AIM OF THE TASK =
Only what runs from the line with "Target: barbed wire fence" to the end of the data should appear in the answer, exactly as written and without pictures.

RECORD EXCERPTS =

-- Opening Marker --

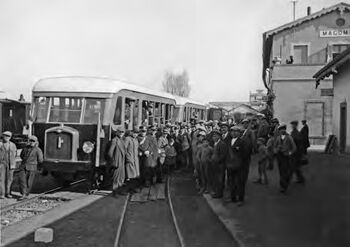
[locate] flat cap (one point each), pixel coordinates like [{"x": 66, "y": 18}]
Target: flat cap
[
  {"x": 33, "y": 138},
  {"x": 216, "y": 132},
  {"x": 7, "y": 133},
  {"x": 201, "y": 133},
  {"x": 282, "y": 126},
  {"x": 120, "y": 129},
  {"x": 236, "y": 128}
]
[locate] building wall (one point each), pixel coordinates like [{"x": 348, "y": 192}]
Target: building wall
[
  {"x": 309, "y": 33},
  {"x": 342, "y": 94},
  {"x": 298, "y": 100}
]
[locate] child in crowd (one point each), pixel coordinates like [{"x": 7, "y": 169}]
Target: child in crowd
[{"x": 262, "y": 161}]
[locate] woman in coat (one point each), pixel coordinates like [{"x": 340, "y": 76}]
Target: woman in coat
[{"x": 117, "y": 154}]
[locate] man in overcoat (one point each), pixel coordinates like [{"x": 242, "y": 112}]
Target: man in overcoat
[
  {"x": 284, "y": 147},
  {"x": 250, "y": 142},
  {"x": 296, "y": 156},
  {"x": 31, "y": 156},
  {"x": 117, "y": 153},
  {"x": 305, "y": 136},
  {"x": 132, "y": 158},
  {"x": 218, "y": 164},
  {"x": 8, "y": 152},
  {"x": 235, "y": 166}
]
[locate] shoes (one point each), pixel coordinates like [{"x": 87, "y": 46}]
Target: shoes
[
  {"x": 216, "y": 196},
  {"x": 258, "y": 181},
  {"x": 22, "y": 198},
  {"x": 283, "y": 191}
]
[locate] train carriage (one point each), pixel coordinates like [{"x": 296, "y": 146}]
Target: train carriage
[
  {"x": 187, "y": 109},
  {"x": 74, "y": 117}
]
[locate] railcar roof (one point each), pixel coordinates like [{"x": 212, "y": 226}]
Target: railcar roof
[
  {"x": 183, "y": 101},
  {"x": 81, "y": 84}
]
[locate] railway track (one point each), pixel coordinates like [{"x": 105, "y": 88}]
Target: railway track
[
  {"x": 129, "y": 210},
  {"x": 38, "y": 196}
]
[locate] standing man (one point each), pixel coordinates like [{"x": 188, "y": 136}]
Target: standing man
[
  {"x": 305, "y": 136},
  {"x": 7, "y": 164},
  {"x": 117, "y": 153},
  {"x": 235, "y": 164},
  {"x": 31, "y": 156},
  {"x": 218, "y": 164},
  {"x": 132, "y": 159},
  {"x": 250, "y": 143},
  {"x": 284, "y": 147},
  {"x": 296, "y": 156},
  {"x": 263, "y": 129}
]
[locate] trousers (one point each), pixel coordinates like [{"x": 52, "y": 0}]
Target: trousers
[
  {"x": 6, "y": 178},
  {"x": 26, "y": 179}
]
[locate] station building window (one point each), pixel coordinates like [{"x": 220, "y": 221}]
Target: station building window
[
  {"x": 118, "y": 111},
  {"x": 300, "y": 54}
]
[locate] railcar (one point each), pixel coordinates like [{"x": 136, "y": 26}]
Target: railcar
[
  {"x": 14, "y": 116},
  {"x": 214, "y": 112},
  {"x": 74, "y": 119},
  {"x": 187, "y": 109}
]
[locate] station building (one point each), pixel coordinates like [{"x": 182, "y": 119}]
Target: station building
[
  {"x": 339, "y": 68},
  {"x": 292, "y": 54}
]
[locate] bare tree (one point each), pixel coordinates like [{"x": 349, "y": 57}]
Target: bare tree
[{"x": 177, "y": 84}]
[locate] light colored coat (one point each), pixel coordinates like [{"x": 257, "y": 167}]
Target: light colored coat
[
  {"x": 117, "y": 153},
  {"x": 132, "y": 157},
  {"x": 11, "y": 157}
]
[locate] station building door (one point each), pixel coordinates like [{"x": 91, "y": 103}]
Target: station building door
[{"x": 342, "y": 126}]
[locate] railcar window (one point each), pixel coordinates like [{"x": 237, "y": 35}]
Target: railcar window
[
  {"x": 93, "y": 108},
  {"x": 65, "y": 109},
  {"x": 41, "y": 106},
  {"x": 118, "y": 111}
]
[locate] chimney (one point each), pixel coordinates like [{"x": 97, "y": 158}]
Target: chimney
[{"x": 308, "y": 10}]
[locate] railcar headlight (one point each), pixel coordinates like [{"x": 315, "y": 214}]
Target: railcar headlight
[{"x": 88, "y": 147}]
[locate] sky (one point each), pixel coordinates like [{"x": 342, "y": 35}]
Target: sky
[{"x": 219, "y": 42}]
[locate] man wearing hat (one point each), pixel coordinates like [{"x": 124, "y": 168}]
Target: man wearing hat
[
  {"x": 235, "y": 166},
  {"x": 218, "y": 165},
  {"x": 284, "y": 147},
  {"x": 31, "y": 156},
  {"x": 250, "y": 146},
  {"x": 132, "y": 164},
  {"x": 117, "y": 154},
  {"x": 296, "y": 156},
  {"x": 204, "y": 154},
  {"x": 305, "y": 136},
  {"x": 7, "y": 164}
]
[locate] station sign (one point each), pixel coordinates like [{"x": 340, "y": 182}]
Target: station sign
[{"x": 330, "y": 33}]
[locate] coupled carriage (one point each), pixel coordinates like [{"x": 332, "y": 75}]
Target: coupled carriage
[{"x": 74, "y": 119}]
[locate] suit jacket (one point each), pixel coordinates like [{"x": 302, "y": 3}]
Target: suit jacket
[
  {"x": 249, "y": 141},
  {"x": 117, "y": 152},
  {"x": 8, "y": 156},
  {"x": 219, "y": 153},
  {"x": 236, "y": 155},
  {"x": 31, "y": 157},
  {"x": 285, "y": 146},
  {"x": 150, "y": 144},
  {"x": 305, "y": 136},
  {"x": 295, "y": 134}
]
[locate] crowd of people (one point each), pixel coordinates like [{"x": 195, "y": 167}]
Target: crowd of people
[
  {"x": 31, "y": 156},
  {"x": 218, "y": 153}
]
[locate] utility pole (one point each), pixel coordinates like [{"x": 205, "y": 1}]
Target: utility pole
[{"x": 294, "y": 4}]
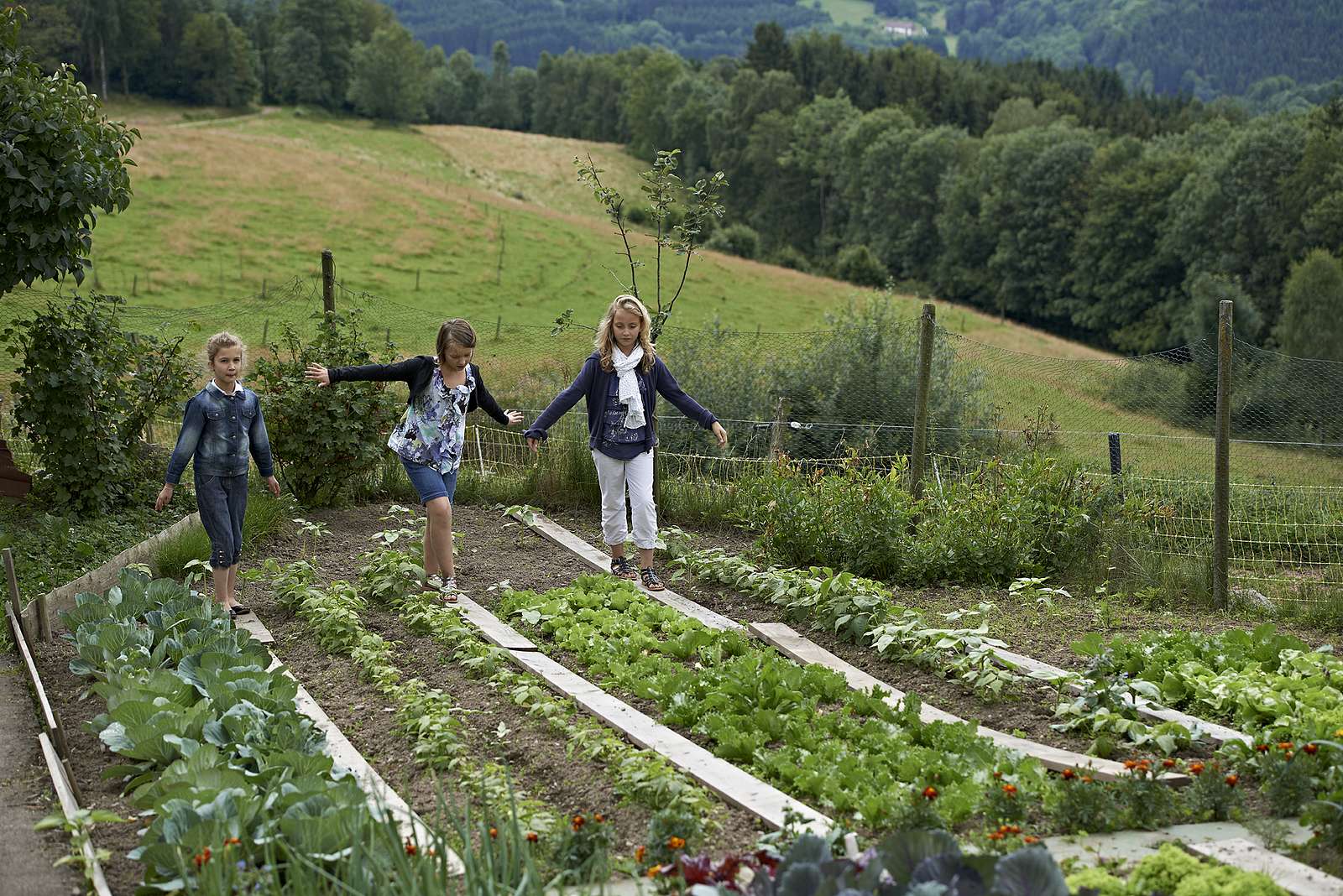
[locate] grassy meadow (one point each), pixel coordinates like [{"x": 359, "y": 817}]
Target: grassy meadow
[{"x": 496, "y": 228}]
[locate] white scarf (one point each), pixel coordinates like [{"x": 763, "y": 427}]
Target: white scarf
[{"x": 630, "y": 398}]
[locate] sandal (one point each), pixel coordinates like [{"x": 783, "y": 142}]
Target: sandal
[{"x": 621, "y": 569}]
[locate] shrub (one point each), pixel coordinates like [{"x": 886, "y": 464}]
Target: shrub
[
  {"x": 861, "y": 266},
  {"x": 85, "y": 392},
  {"x": 792, "y": 258},
  {"x": 736, "y": 239},
  {"x": 326, "y": 440}
]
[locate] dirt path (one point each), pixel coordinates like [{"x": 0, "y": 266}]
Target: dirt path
[{"x": 26, "y": 797}]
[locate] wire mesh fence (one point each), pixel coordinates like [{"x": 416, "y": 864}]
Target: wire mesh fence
[{"x": 848, "y": 393}]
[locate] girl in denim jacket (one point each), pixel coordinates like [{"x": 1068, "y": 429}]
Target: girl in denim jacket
[{"x": 221, "y": 430}]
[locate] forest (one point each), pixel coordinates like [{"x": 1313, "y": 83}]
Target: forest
[
  {"x": 1047, "y": 195},
  {"x": 1276, "y": 54}
]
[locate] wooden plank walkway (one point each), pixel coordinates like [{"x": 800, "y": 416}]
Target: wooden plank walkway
[
  {"x": 1293, "y": 876},
  {"x": 736, "y": 786},
  {"x": 1146, "y": 708},
  {"x": 805, "y": 651},
  {"x": 69, "y": 808},
  {"x": 601, "y": 562}
]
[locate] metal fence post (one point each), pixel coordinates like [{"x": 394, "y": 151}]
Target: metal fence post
[
  {"x": 1222, "y": 457},
  {"x": 919, "y": 451}
]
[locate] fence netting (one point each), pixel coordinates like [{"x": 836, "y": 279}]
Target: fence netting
[{"x": 846, "y": 394}]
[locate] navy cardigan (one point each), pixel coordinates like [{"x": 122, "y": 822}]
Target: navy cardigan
[{"x": 594, "y": 384}]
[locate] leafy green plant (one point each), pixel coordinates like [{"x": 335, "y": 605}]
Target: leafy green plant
[
  {"x": 324, "y": 439},
  {"x": 85, "y": 392}
]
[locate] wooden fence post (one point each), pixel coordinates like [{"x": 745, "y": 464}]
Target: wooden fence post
[
  {"x": 15, "y": 600},
  {"x": 778, "y": 427},
  {"x": 328, "y": 282},
  {"x": 919, "y": 451},
  {"x": 1222, "y": 457}
]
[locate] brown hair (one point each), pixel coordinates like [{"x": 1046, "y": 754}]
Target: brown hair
[
  {"x": 222, "y": 341},
  {"x": 456, "y": 331},
  {"x": 604, "y": 342}
]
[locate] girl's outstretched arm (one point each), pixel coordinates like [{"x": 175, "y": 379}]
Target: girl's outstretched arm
[
  {"x": 192, "y": 425},
  {"x": 487, "y": 403},
  {"x": 673, "y": 392},
  {"x": 562, "y": 403},
  {"x": 403, "y": 371}
]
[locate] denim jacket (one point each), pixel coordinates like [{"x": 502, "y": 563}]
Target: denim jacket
[{"x": 219, "y": 432}]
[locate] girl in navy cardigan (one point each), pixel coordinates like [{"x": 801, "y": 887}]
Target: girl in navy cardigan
[{"x": 621, "y": 383}]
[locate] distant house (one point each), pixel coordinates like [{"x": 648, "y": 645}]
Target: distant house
[{"x": 904, "y": 29}]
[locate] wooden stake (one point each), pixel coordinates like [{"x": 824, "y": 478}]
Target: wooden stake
[
  {"x": 1222, "y": 457},
  {"x": 919, "y": 451},
  {"x": 13, "y": 598},
  {"x": 328, "y": 282}
]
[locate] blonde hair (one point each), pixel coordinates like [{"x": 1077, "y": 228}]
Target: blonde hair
[
  {"x": 454, "y": 331},
  {"x": 222, "y": 341},
  {"x": 604, "y": 341}
]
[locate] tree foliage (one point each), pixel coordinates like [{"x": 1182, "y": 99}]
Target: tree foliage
[
  {"x": 85, "y": 392},
  {"x": 60, "y": 163}
]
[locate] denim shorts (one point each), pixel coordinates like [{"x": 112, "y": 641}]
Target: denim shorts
[
  {"x": 430, "y": 483},
  {"x": 223, "y": 503}
]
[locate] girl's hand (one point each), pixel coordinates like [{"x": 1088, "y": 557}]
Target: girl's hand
[{"x": 319, "y": 373}]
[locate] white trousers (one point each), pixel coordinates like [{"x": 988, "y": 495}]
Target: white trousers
[{"x": 615, "y": 477}]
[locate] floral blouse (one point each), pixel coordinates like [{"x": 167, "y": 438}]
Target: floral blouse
[{"x": 433, "y": 431}]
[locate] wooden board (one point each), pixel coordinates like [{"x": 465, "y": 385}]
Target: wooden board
[
  {"x": 1146, "y": 708},
  {"x": 1286, "y": 873},
  {"x": 492, "y": 628},
  {"x": 599, "y": 561},
  {"x": 248, "y": 623},
  {"x": 69, "y": 806},
  {"x": 805, "y": 651},
  {"x": 380, "y": 794},
  {"x": 734, "y": 785}
]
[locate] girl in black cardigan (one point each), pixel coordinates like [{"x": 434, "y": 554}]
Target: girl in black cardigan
[{"x": 431, "y": 435}]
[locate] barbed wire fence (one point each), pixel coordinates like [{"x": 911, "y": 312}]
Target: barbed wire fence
[{"x": 848, "y": 394}]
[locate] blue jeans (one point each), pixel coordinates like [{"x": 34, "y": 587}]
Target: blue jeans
[
  {"x": 430, "y": 483},
  {"x": 223, "y": 503}
]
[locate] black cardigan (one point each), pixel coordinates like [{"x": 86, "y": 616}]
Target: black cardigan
[{"x": 416, "y": 372}]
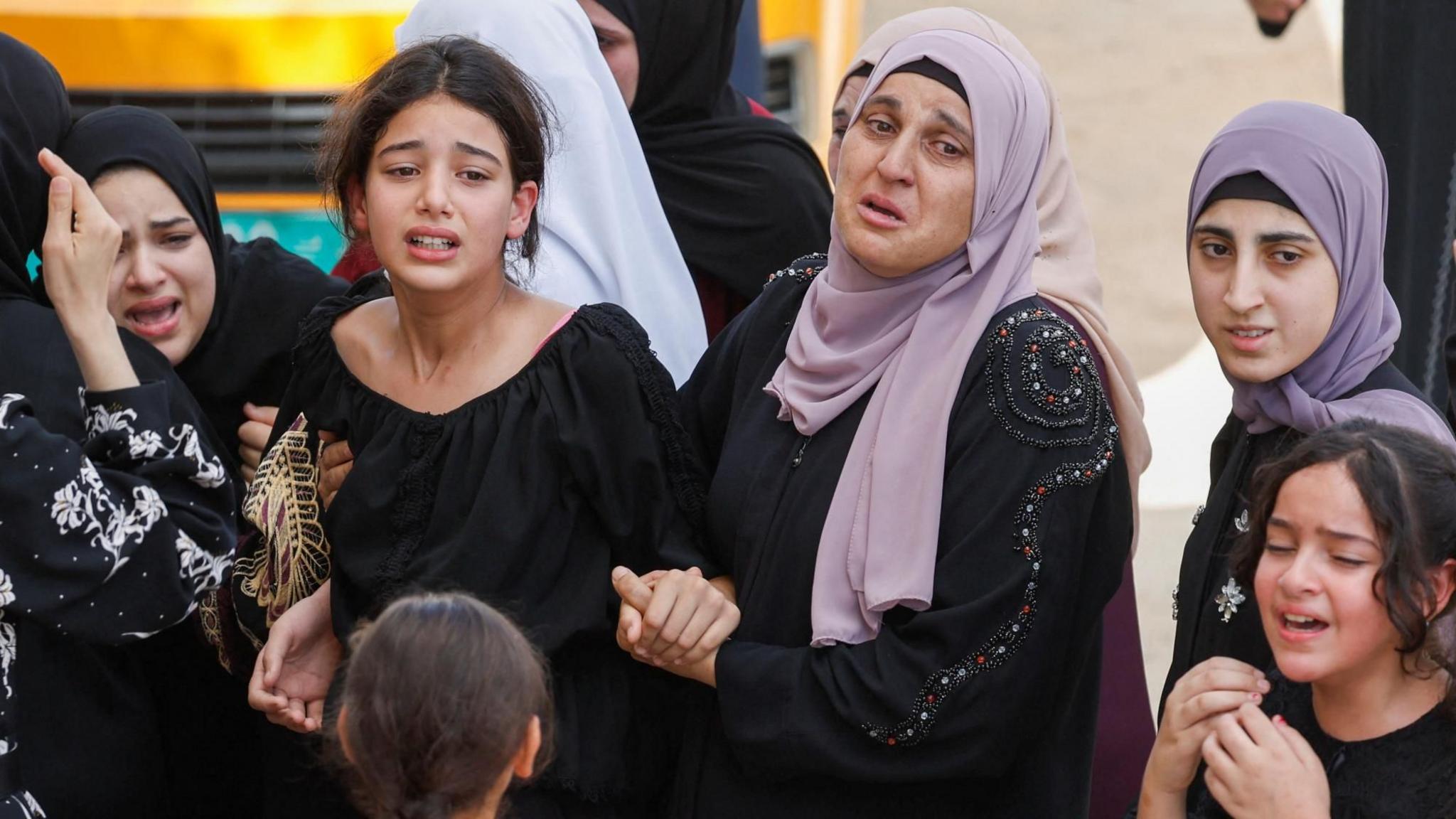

-- Closing Marker --

COMPLETED EXERCISE =
Target: barbed wire fence
[{"x": 848, "y": 394}]
[locate] blue jeans (one point each), pixel coordinates like [{"x": 34, "y": 587}]
Target: blue jeans
[
  {"x": 430, "y": 483},
  {"x": 223, "y": 503}
]
[locate] black cardigan (one point each), pixel coordinates like [{"x": 86, "y": 616}]
Target: black cardigan
[{"x": 416, "y": 372}]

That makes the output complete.